Reproduce, word for word, every line starting at the line that contains "Each instance of the door" and ending with the final line of the entries.
◆ ◆ ◆ ◆
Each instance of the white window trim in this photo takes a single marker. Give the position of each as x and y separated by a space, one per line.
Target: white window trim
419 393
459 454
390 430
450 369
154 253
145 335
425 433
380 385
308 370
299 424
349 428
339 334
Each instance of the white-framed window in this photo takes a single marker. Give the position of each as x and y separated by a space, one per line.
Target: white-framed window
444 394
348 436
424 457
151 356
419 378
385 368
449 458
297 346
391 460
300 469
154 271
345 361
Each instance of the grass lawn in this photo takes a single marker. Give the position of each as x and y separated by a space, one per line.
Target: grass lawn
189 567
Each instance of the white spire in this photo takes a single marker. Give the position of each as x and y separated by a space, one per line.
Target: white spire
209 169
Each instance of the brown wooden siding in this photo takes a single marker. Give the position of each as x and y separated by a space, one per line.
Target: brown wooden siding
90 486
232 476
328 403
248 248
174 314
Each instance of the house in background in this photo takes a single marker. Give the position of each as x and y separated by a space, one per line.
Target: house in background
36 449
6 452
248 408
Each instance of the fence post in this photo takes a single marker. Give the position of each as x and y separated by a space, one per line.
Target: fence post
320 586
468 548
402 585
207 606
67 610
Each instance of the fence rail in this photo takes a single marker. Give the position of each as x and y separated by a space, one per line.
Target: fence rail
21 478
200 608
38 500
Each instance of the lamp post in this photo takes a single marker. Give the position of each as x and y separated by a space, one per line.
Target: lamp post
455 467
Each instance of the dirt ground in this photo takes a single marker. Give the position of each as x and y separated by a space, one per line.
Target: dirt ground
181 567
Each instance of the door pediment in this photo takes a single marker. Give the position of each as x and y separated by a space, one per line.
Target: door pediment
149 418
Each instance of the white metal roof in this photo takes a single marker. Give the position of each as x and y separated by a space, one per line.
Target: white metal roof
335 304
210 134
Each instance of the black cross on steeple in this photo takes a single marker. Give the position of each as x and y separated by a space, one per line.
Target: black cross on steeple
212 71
◆ ◆ ◆ ◆
**Full answer:**
Each instance of the door pediment in this photo takes a single marker. Give the position of each as x and y separated by a space, one per line.
Target: door pediment
149 418
Each instance of the white metal roof in this photo takes a single marker. Give the position of each as x and y separated by a space, one per line.
Target: white metal roof
335 304
210 134
Each instance of the black cross on steeple in this photo takes a single marker. Give the position of each as x and y separated by a space, one per line.
Target: black cross on steeple
212 71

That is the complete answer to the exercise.